윤곽선 라벨링 레코드:
-=-=-
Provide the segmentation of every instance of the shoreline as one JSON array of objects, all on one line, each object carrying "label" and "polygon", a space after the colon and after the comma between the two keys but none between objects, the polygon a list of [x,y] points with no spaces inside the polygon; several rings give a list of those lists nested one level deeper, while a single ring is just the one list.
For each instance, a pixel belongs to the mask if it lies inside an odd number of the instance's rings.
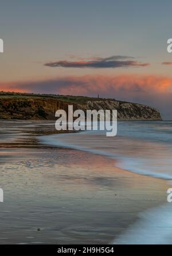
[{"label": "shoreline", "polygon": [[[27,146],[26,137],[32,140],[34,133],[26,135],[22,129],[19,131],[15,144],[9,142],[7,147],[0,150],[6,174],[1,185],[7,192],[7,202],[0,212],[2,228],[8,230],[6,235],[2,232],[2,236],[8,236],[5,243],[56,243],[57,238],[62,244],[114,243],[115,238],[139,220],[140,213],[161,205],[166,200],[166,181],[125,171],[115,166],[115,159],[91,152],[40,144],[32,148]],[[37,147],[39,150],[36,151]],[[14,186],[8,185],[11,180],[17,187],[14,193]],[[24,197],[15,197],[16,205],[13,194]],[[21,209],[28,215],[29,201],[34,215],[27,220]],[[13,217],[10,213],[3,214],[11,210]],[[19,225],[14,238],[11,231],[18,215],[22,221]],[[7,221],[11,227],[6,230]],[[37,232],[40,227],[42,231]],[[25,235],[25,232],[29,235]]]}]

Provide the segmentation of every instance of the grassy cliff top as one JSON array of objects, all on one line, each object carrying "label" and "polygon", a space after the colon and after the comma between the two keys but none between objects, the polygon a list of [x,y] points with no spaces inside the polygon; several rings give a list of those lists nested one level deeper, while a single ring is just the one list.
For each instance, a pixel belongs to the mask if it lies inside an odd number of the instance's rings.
-=-=-
*과제 설명*.
위의 줄 전체를 줄 하나당 문자열 하나씩 담은 JSON 문자열 목록으로 정리하라. 빈 줄과 그림 줄은 목록에 넣지 않는다.

*전체 응답*.
[
  "Provide the segmentation of every instance of the shoreline as one JSON array of objects, all on one line, each object carrying \"label\" and \"polygon\", a space after the colon and after the comma between the two keys but none between objects, the polygon a list of [x,y] points with no spaces inside the polygon; several rings give a list of those lists nested one level deeper, while a single ring is just the one list.",
  "For each instance, a pixel belongs to the mask if it lies inside an odd number of the instance's rings.",
  "[{\"label\": \"shoreline\", \"polygon\": [[[27,146],[26,137],[32,140],[34,133],[26,135],[22,129],[19,131],[15,144],[9,142],[7,147],[0,150],[6,174],[1,185],[7,192],[7,202],[0,212],[2,228],[8,230],[6,235],[2,232],[2,236],[8,236],[5,243],[56,243],[57,238],[62,244],[114,243],[115,238],[139,220],[140,213],[161,205],[166,200],[166,181],[125,171],[115,166],[115,159],[91,152],[40,144],[32,148]],[[37,147],[39,150],[36,151]],[[14,186],[8,185],[11,180],[17,187],[14,193]],[[24,197],[15,197],[16,205],[13,194]],[[21,209],[28,215],[29,201],[34,215],[27,220]],[[13,217],[10,213],[3,214],[11,210]],[[19,225],[14,238],[11,231],[18,215],[22,221]],[[7,221],[11,227],[6,230]],[[37,232],[40,227],[42,231]],[[25,235],[25,232],[29,235]]]}]",
  "Provide the segmentation of every instance of the grassy cliff top as one JSON array of objects, all on one line, each object carrying \"label\" and \"polygon\", a space after the colon and after the comma between the two keys but none between objects, the polygon a list of [x,y] points with no spaces inside the polygon; several rings give a list of those lists nested one level deeper, while a single ring is just the one list.",
  "For each instance, a pixel belongs to the mask if it lies inside an odd number of the instance's rings."
]